Task material:

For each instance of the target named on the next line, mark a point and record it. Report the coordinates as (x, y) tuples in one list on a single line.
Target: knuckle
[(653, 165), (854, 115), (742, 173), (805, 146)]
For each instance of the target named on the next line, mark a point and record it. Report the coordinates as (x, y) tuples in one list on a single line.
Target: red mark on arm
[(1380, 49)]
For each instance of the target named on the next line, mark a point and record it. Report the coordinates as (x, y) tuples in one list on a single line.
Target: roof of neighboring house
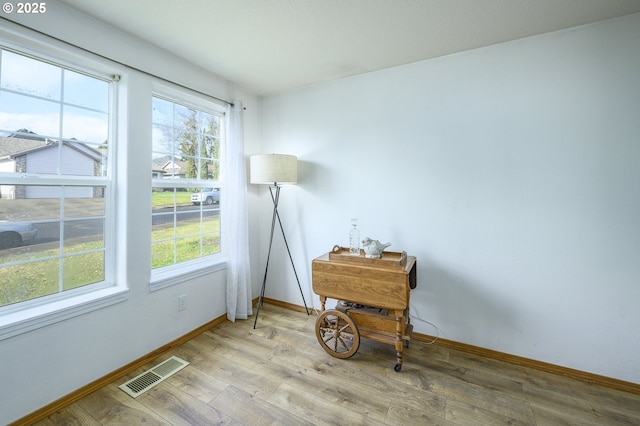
[(23, 142)]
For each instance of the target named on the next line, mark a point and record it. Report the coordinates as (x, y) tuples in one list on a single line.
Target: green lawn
[(165, 199), (40, 277)]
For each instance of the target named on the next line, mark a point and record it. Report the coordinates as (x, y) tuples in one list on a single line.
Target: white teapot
[(373, 248)]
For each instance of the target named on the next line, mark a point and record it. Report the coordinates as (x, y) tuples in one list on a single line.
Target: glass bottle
[(354, 238)]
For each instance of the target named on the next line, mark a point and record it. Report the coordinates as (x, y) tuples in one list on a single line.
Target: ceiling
[(271, 46)]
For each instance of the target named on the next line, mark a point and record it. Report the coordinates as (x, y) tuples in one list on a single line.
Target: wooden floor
[(278, 374)]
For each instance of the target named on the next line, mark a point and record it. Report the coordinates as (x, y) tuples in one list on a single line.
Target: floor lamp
[(275, 170)]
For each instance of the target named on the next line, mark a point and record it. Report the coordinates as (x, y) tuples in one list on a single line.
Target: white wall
[(46, 364), (511, 172)]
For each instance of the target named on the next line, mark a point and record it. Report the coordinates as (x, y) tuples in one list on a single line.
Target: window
[(54, 180), (186, 183)]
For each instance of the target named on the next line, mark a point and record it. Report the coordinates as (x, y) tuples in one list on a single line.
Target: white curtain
[(235, 229)]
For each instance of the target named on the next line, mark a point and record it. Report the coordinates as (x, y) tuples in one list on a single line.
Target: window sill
[(172, 275), (22, 321)]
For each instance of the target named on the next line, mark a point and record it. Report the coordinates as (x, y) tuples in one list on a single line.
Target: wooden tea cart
[(373, 300)]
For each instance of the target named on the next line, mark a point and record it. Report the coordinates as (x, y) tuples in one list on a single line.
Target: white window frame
[(33, 314), (188, 270)]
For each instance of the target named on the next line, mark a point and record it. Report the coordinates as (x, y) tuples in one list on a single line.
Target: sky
[(34, 95)]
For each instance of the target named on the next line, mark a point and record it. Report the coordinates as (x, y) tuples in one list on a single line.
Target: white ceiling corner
[(271, 46)]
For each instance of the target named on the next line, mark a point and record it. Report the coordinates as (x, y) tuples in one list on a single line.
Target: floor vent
[(145, 381)]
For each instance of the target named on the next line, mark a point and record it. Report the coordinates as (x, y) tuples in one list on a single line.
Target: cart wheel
[(337, 334)]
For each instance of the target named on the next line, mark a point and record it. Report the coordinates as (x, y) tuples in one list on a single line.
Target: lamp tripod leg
[(266, 268), (292, 265)]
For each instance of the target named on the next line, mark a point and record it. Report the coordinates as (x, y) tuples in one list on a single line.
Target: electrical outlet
[(182, 302)]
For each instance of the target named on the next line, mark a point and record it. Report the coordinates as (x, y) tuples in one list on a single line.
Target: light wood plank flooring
[(278, 374)]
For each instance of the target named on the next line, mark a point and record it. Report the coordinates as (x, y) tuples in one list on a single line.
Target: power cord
[(437, 336)]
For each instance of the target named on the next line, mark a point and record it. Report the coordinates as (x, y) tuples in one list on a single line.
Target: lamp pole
[(276, 198)]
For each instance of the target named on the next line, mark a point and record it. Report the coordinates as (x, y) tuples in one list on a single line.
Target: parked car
[(14, 234), (207, 196)]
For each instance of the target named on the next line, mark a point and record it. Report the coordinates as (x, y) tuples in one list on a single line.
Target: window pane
[(83, 235), (83, 269), (39, 118), (84, 206), (77, 86), (29, 281), (30, 76), (162, 254), (162, 138), (162, 112), (52, 237), (85, 125), (185, 217)]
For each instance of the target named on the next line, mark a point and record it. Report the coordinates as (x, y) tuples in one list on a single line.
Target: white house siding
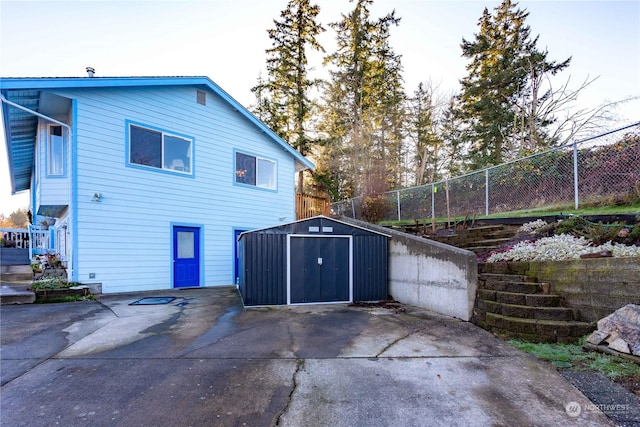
[(51, 190), (124, 240)]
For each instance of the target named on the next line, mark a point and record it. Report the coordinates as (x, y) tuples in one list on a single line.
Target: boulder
[(621, 330)]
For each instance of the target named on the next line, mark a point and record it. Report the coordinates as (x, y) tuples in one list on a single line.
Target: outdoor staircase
[(15, 281), (480, 239), (514, 306)]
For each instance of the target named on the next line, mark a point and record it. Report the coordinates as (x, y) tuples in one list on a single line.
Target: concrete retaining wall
[(429, 274), (14, 256), (595, 287)]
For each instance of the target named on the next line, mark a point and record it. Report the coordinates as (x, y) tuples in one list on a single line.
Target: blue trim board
[(201, 246), (127, 153), (47, 153), (73, 209), (257, 156)]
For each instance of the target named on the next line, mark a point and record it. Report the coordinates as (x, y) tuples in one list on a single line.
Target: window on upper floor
[(55, 151), (159, 149), (256, 171)]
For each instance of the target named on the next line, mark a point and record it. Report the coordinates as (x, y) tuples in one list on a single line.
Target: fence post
[(486, 192), (576, 196), (433, 203), (31, 236)]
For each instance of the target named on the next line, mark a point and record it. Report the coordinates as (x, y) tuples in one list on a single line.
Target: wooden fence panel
[(310, 206)]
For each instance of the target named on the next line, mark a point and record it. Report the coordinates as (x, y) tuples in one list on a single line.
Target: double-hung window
[(55, 151), (160, 149), (256, 171)]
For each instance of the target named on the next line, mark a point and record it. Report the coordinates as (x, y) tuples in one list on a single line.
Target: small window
[(201, 97), (256, 171), (161, 150), (55, 151)]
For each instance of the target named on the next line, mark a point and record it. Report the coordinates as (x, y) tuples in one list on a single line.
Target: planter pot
[(43, 295)]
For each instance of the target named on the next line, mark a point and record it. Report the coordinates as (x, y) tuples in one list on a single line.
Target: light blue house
[(150, 179)]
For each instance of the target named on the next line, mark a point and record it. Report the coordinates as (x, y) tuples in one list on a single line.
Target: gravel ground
[(622, 406)]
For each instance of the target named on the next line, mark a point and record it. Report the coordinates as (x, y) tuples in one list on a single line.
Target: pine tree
[(363, 101), (283, 99)]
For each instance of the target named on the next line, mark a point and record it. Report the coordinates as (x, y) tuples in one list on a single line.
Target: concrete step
[(14, 294), (15, 273), (480, 249), (503, 277), (527, 312), (514, 286), (505, 233), (516, 298), (537, 330)]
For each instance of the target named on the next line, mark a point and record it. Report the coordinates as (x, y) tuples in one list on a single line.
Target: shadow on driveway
[(205, 360)]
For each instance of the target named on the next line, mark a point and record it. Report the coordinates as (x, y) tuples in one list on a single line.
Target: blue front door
[(236, 256), (186, 257)]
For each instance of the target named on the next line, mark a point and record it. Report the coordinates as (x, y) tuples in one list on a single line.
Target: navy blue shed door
[(186, 257), (319, 269)]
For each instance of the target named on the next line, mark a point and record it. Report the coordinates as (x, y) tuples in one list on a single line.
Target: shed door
[(319, 269)]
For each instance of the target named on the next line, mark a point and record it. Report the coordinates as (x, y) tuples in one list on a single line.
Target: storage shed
[(315, 260)]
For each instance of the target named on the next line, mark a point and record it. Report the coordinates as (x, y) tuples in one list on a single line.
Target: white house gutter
[(71, 249)]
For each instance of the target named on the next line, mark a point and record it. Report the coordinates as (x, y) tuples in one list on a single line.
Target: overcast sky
[(226, 39)]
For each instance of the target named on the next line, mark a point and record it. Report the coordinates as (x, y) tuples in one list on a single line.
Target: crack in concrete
[(396, 341), (299, 366)]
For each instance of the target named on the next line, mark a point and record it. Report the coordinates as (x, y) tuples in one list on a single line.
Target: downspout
[(69, 145)]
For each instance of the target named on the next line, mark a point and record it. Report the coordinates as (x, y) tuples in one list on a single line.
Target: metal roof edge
[(7, 142), (316, 217), (26, 83)]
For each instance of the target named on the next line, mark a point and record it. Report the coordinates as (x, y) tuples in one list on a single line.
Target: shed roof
[(20, 126), (323, 218)]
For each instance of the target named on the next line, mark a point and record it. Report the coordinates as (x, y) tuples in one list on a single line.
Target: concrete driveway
[(203, 360)]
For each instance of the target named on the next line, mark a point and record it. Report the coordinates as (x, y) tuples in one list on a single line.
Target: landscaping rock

Objective:
Reproduce the stretch of the records above, from the start through the line containing "[(653, 165), (854, 115), (742, 173), (805, 146)]", substituting "fingernail" for "knuckle" and leaving everything else unchanged.

Task answer:
For each instance of the target named on the next line, mark a point and record it. Report the coordinates as (x, y) tuples in one list on a single line.
Target: fingernail
[(653, 165), (854, 115), (742, 173), (805, 146)]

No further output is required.